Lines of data
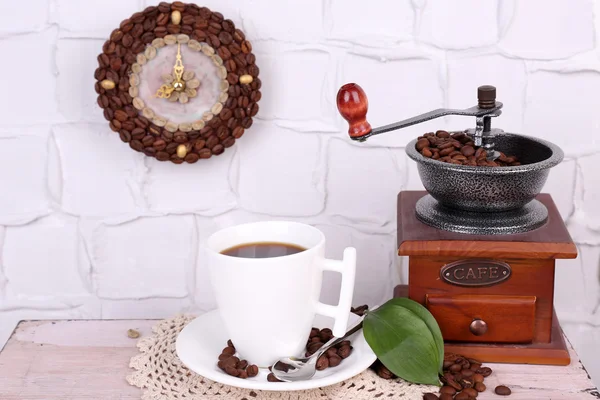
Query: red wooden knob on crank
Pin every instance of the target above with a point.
(353, 105)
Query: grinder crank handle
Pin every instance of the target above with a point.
(353, 105)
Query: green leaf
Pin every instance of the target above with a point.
(431, 323)
(401, 336)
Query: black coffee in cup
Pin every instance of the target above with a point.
(263, 250)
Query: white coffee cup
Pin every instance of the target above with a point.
(268, 304)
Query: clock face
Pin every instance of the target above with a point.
(178, 82)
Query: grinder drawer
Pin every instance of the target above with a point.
(484, 318)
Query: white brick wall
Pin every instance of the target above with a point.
(91, 229)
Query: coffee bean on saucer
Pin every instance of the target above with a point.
(502, 390)
(344, 351)
(314, 346)
(335, 360)
(462, 396)
(252, 370)
(271, 378)
(322, 363)
(360, 310)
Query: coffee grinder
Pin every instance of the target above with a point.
(481, 240)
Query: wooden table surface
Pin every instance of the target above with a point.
(77, 360)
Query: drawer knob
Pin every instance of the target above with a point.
(478, 327)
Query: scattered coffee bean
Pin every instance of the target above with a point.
(448, 390)
(271, 378)
(455, 368)
(461, 396)
(252, 370)
(335, 360)
(228, 350)
(345, 351)
(322, 363)
(502, 390)
(382, 371)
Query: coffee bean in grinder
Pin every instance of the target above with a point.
(481, 240)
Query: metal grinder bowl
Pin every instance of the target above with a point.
(490, 189)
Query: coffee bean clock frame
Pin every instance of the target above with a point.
(210, 29)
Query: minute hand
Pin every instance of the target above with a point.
(178, 68)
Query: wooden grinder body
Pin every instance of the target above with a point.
(492, 296)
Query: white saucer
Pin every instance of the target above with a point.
(200, 343)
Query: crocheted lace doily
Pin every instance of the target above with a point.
(162, 376)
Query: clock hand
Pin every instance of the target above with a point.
(178, 85)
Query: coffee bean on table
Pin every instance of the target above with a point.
(502, 390)
(480, 387)
(228, 350)
(461, 396)
(448, 390)
(252, 370)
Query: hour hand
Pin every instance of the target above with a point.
(164, 92)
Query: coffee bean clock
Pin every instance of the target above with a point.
(178, 82)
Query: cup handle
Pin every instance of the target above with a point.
(340, 313)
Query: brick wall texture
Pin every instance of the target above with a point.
(91, 229)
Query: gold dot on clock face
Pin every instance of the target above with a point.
(179, 86)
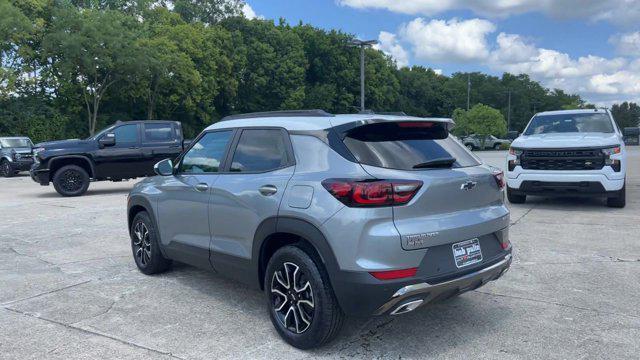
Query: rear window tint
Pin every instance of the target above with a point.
(157, 132)
(394, 146)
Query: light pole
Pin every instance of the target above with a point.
(362, 44)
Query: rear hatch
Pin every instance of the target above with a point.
(459, 199)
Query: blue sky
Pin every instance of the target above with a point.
(590, 47)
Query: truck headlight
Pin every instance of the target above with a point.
(614, 163)
(611, 151)
(514, 151)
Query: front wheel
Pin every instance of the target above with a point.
(5, 169)
(71, 180)
(144, 245)
(302, 305)
(619, 200)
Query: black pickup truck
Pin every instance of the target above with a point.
(125, 150)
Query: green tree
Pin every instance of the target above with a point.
(626, 114)
(94, 49)
(15, 27)
(481, 120)
(207, 11)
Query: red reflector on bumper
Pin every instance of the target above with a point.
(394, 274)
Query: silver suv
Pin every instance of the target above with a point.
(329, 215)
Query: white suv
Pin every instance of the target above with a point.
(568, 153)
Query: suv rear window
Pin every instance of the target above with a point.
(405, 145)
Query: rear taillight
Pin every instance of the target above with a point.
(498, 175)
(394, 274)
(362, 193)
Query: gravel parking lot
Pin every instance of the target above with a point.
(69, 289)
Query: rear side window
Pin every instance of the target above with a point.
(260, 150)
(407, 146)
(126, 134)
(158, 132)
(207, 154)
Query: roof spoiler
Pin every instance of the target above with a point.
(280, 113)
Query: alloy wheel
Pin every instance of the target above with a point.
(5, 168)
(71, 181)
(292, 298)
(142, 243)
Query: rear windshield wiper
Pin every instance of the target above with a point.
(436, 163)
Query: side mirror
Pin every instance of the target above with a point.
(164, 167)
(109, 139)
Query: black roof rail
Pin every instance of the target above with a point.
(280, 113)
(371, 112)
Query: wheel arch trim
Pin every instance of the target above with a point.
(295, 226)
(80, 157)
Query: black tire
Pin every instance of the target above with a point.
(619, 200)
(515, 198)
(323, 320)
(71, 180)
(144, 246)
(5, 169)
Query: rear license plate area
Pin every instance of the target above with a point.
(467, 253)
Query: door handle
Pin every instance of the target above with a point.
(268, 190)
(202, 187)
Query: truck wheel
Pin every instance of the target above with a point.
(71, 180)
(515, 198)
(301, 302)
(5, 169)
(619, 200)
(144, 245)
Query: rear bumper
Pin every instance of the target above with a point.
(424, 292)
(360, 294)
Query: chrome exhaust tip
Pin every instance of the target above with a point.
(406, 307)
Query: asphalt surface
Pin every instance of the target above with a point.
(69, 289)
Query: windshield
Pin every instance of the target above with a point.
(570, 123)
(14, 143)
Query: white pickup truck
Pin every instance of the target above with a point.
(568, 153)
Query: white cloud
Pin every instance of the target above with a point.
(389, 45)
(453, 40)
(598, 79)
(248, 12)
(624, 12)
(627, 44)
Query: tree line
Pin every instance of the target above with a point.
(70, 67)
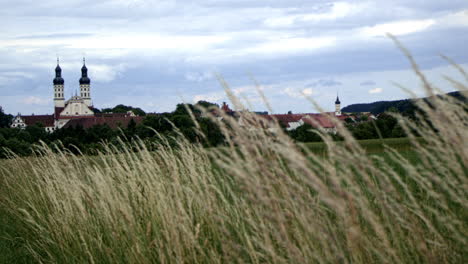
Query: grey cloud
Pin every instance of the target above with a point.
(162, 74)
(367, 83)
(58, 35)
(325, 83)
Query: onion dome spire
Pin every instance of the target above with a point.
(58, 80)
(84, 74)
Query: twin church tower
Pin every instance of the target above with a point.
(59, 87)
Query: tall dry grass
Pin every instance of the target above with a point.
(260, 199)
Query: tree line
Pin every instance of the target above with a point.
(167, 126)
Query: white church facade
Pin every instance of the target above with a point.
(78, 106)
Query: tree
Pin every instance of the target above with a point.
(124, 109)
(5, 120)
(305, 133)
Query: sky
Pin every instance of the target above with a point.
(154, 54)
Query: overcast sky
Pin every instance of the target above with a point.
(156, 53)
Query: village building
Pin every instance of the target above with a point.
(76, 111)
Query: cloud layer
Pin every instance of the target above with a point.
(153, 54)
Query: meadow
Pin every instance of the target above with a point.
(261, 199)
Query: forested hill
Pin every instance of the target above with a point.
(403, 106)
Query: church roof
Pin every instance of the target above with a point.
(112, 120)
(45, 120)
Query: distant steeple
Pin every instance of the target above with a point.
(337, 106)
(58, 80)
(84, 74)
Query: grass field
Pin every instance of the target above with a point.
(261, 199)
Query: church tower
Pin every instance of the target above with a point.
(337, 106)
(85, 87)
(59, 99)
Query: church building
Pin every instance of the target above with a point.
(76, 111)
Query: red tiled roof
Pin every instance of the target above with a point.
(321, 120)
(113, 121)
(45, 120)
(57, 112)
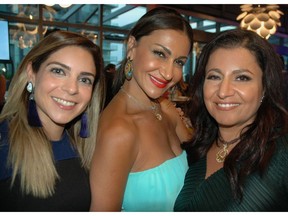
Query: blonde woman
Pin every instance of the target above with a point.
(48, 126)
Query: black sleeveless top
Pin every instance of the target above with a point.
(261, 193)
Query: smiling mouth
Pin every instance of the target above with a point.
(63, 102)
(227, 105)
(158, 82)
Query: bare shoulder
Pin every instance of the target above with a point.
(169, 108)
(116, 130)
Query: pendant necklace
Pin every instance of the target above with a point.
(222, 153)
(154, 106)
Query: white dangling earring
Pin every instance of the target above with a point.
(262, 99)
(29, 87)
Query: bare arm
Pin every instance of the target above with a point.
(176, 114)
(112, 161)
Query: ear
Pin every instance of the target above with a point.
(30, 73)
(131, 45)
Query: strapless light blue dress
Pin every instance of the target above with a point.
(155, 189)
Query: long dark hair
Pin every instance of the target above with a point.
(156, 19)
(257, 144)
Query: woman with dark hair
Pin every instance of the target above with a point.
(48, 126)
(238, 155)
(138, 163)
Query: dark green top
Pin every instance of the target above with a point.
(269, 193)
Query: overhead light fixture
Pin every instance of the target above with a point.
(263, 20)
(61, 5)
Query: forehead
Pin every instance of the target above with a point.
(170, 38)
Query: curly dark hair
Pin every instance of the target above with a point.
(257, 143)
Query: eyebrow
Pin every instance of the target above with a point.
(69, 68)
(169, 51)
(234, 71)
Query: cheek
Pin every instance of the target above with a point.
(86, 95)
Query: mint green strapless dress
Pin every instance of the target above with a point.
(155, 189)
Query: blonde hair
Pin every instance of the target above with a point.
(30, 153)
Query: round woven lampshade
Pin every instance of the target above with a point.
(261, 19)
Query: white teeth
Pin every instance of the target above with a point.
(228, 105)
(64, 103)
(157, 80)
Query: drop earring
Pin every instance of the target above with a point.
(32, 115)
(84, 130)
(128, 69)
(262, 99)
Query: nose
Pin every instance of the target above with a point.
(225, 89)
(71, 87)
(167, 71)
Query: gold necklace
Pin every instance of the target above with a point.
(222, 153)
(154, 108)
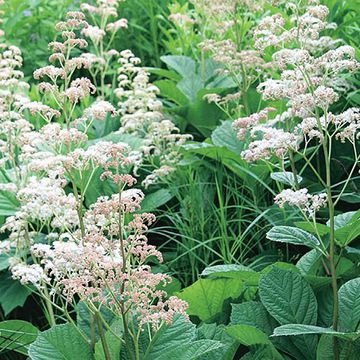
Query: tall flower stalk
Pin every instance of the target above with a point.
(310, 71)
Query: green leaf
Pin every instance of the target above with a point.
(61, 342)
(292, 235)
(254, 314)
(180, 332)
(321, 229)
(349, 305)
(156, 199)
(17, 335)
(290, 300)
(248, 335)
(288, 297)
(12, 293)
(285, 177)
(177, 342)
(235, 271)
(8, 203)
(206, 297)
(192, 351)
(309, 262)
(113, 342)
(225, 136)
(183, 65)
(169, 90)
(300, 329)
(214, 332)
(251, 336)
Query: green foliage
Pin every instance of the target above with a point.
(17, 335)
(61, 342)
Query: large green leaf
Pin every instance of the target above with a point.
(309, 262)
(349, 305)
(192, 351)
(347, 228)
(225, 136)
(178, 341)
(251, 336)
(235, 271)
(17, 335)
(288, 297)
(12, 293)
(113, 342)
(8, 203)
(214, 332)
(290, 300)
(300, 329)
(206, 297)
(292, 235)
(61, 342)
(285, 177)
(183, 65)
(254, 314)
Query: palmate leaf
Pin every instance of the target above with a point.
(61, 342)
(254, 314)
(349, 305)
(300, 329)
(292, 235)
(290, 300)
(288, 297)
(214, 332)
(178, 342)
(12, 293)
(206, 297)
(285, 177)
(251, 336)
(17, 335)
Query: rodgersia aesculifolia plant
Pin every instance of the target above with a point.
(309, 76)
(64, 248)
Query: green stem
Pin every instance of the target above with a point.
(102, 338)
(334, 285)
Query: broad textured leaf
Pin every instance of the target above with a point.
(251, 336)
(12, 293)
(183, 65)
(292, 235)
(225, 136)
(169, 90)
(8, 203)
(300, 329)
(288, 297)
(254, 314)
(17, 335)
(192, 351)
(309, 263)
(349, 305)
(240, 272)
(321, 229)
(113, 342)
(214, 332)
(206, 296)
(286, 177)
(290, 300)
(61, 342)
(177, 336)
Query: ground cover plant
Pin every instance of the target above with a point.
(179, 180)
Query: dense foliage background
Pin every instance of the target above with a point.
(215, 211)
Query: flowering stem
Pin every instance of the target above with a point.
(102, 337)
(51, 319)
(332, 245)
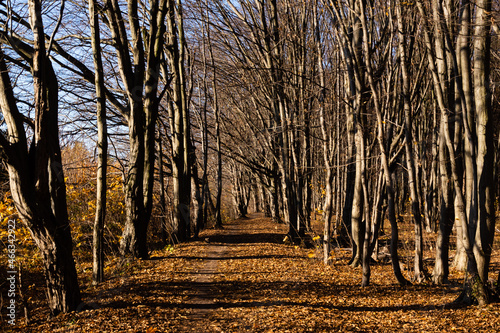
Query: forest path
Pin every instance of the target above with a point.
(222, 245)
(244, 279)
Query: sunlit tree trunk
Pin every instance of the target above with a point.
(102, 148)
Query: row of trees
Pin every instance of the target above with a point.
(368, 99)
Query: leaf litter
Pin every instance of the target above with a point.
(245, 279)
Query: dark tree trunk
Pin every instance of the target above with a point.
(36, 174)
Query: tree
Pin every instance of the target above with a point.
(35, 168)
(140, 74)
(102, 147)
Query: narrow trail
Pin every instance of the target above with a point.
(244, 279)
(221, 245)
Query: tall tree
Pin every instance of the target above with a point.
(139, 69)
(35, 168)
(102, 147)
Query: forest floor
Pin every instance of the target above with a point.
(245, 279)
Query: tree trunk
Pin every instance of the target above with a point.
(102, 149)
(36, 175)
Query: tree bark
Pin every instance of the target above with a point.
(102, 149)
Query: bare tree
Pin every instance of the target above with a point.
(34, 163)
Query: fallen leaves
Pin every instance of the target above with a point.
(246, 280)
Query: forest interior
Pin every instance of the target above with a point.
(249, 165)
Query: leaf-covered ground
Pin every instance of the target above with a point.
(245, 279)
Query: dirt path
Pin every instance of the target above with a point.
(244, 279)
(220, 245)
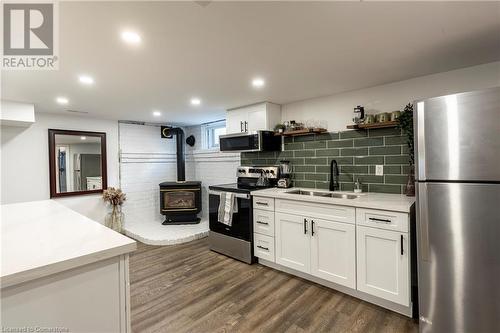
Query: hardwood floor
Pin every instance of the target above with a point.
(188, 288)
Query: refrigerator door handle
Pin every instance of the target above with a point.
(423, 219)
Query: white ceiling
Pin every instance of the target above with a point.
(303, 50)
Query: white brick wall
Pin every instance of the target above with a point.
(147, 160)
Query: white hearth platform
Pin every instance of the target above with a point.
(152, 232)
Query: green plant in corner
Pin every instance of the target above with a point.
(405, 123)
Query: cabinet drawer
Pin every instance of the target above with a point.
(263, 203)
(263, 222)
(263, 247)
(382, 219)
(318, 210)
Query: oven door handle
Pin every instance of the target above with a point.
(237, 195)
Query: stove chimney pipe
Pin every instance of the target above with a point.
(181, 159)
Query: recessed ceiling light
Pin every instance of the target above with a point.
(258, 83)
(62, 100)
(131, 37)
(85, 79)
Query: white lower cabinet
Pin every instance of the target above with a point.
(333, 252)
(293, 248)
(263, 247)
(382, 260)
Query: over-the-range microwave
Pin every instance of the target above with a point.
(250, 141)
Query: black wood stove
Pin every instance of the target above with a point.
(180, 201)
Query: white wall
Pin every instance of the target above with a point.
(337, 109)
(25, 161)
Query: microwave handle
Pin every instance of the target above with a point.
(237, 195)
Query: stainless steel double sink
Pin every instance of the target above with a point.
(323, 194)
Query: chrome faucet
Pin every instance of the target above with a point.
(334, 176)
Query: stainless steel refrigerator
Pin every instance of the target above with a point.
(457, 147)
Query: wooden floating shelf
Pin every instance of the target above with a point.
(305, 131)
(374, 125)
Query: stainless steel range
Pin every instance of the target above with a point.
(236, 240)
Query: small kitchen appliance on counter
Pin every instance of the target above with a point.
(236, 240)
(285, 180)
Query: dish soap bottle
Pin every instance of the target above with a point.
(357, 186)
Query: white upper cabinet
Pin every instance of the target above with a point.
(262, 116)
(333, 252)
(383, 269)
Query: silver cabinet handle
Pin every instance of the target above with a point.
(379, 220)
(402, 246)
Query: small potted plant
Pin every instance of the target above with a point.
(115, 197)
(405, 123)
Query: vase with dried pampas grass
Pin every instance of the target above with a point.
(115, 197)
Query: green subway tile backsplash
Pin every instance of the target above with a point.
(356, 152)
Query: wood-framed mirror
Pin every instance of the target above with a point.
(77, 162)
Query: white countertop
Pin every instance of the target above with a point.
(40, 238)
(392, 202)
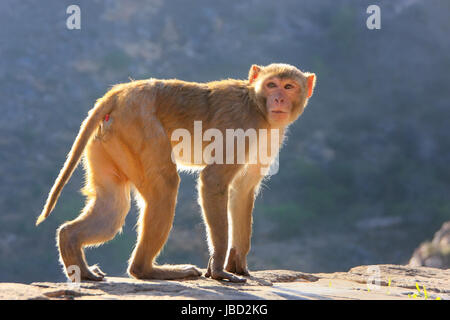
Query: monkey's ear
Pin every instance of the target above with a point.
(311, 80)
(253, 73)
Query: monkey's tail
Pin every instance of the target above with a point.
(100, 110)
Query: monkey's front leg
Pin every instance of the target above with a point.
(242, 196)
(213, 186)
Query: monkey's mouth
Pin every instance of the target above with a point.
(278, 111)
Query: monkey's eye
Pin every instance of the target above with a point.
(288, 86)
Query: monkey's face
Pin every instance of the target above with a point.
(281, 96)
(281, 92)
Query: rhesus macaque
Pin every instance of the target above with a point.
(127, 143)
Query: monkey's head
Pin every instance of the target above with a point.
(281, 91)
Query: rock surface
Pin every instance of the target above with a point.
(435, 253)
(395, 282)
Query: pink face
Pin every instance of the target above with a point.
(280, 95)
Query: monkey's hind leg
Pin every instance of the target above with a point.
(103, 216)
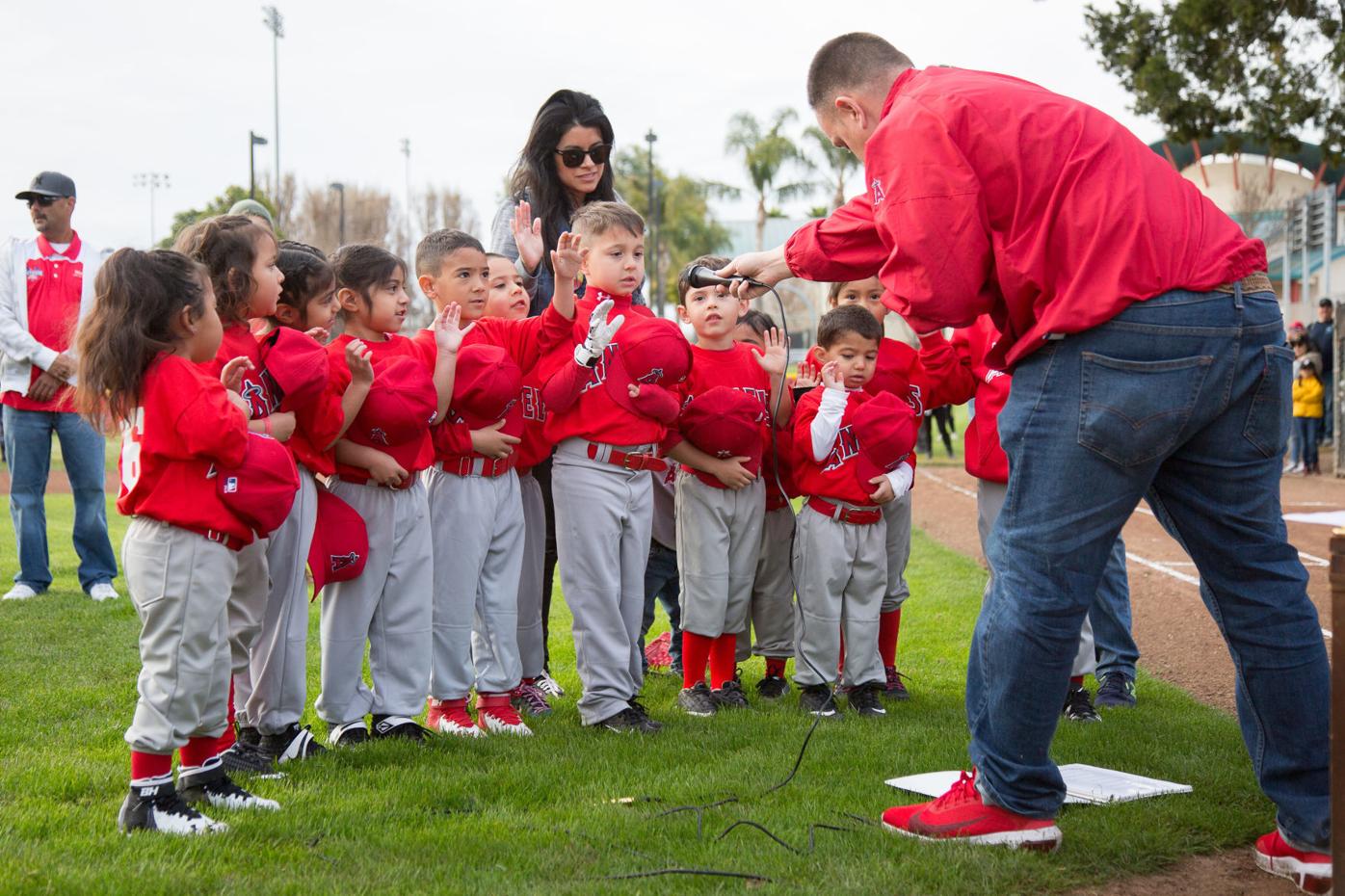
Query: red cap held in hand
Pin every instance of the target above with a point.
(725, 423)
(340, 542)
(648, 352)
(885, 428)
(261, 488)
(295, 365)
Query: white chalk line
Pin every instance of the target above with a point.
(1133, 557)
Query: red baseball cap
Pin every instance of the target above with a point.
(340, 542)
(648, 352)
(885, 428)
(486, 385)
(261, 488)
(296, 366)
(725, 423)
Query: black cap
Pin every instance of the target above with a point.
(48, 183)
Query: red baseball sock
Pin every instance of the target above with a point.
(724, 659)
(889, 624)
(696, 655)
(146, 766)
(198, 752)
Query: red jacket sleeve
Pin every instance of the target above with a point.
(841, 247)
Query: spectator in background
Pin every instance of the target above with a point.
(46, 288)
(1324, 336)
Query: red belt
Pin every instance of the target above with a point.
(845, 514)
(627, 461)
(489, 467)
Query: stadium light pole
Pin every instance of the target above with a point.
(253, 142)
(276, 24)
(152, 179)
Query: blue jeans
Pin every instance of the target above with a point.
(663, 584)
(27, 443)
(1182, 400)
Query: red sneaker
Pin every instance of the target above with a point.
(961, 814)
(1310, 872)
(451, 717)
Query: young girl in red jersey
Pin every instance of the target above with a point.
(240, 256)
(389, 606)
(140, 356)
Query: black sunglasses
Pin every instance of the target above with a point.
(573, 156)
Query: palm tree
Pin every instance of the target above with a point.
(766, 155)
(839, 165)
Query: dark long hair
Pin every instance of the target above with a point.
(534, 172)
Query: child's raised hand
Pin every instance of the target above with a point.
(447, 335)
(777, 356)
(527, 234)
(231, 374)
(831, 376)
(359, 359)
(567, 257)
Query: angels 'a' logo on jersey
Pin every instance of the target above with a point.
(335, 563)
(845, 448)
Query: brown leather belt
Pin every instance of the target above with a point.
(1251, 282)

■ **WHAT IS REQUIRED**: Exact repetition is required for the lines from the one that contains "Query: young girl in red jersey" through the final line; leave out everything else.

■ **THE COMPLETED TASK**:
Query: young girl in red jersey
Pin every instance of the target above with a point.
(240, 256)
(389, 606)
(140, 356)
Query: black sunglasses
Pin every instance of the target above with a point.
(573, 156)
Query: palm tree
Pin every instance of the target above with a point.
(766, 155)
(839, 165)
Query: dark long hair
Pin every instance of the target above with a point.
(534, 172)
Query: child's raised hand
Pin every instance of the target above with a point.
(447, 335)
(777, 356)
(527, 234)
(231, 374)
(831, 376)
(359, 359)
(567, 257)
Query: angels 'a' logo on jersey
Pin every instance of the target above with a point.
(335, 563)
(845, 448)
Query: brown leather belt
Pin every instance of the target above with a point.
(1251, 282)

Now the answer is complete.